**Selected extract:**
★ ★ ★ ★
Nice Shoes: Moe just loves his colorful shoes, as shown in "Bounty Hunter Bubba Fett".
Walt sports some really nice snakeskin boots.
Nice To Your Artist: Moe gives Mary, the artist who turns much of what he gets from his locker into sellable artwork at his gallery, her fair share of the profits from it ($1500 was her share). Even though by doing so, the announcer hinted, it cost Moe the title of "winner of the auction." That goes to Victor, who found valuable clocks in the locker that Moe dumped on him. (See Hoist by His Own Petard on the main page) Moe offers to take Mary to a storage auction—with the hint that perhaps more stuff that can be made into art might be had from it.
A Sequel Hook which is fulfilled in "Puffy in the Sky With Diamonds", when Mary accompanies Moe to a storage auction and does indeed find more things that she can make into art.
And in the third season, Mary has joined the main cast, teaming up with Moe.
★ ★ ★ ★
**Given material:**
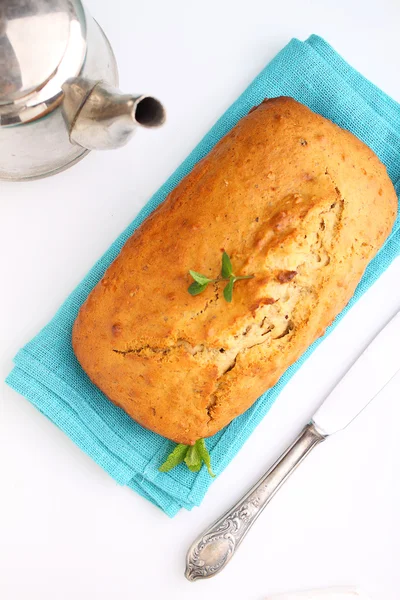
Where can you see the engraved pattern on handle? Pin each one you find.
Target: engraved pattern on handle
(214, 548)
★ ★ ★ ★
**What to produce:** In the storage-auction excerpt, how much was Mary's share of the profits? Answer only from the storage-auction excerpt, not from the listing.

**Task output:** $1500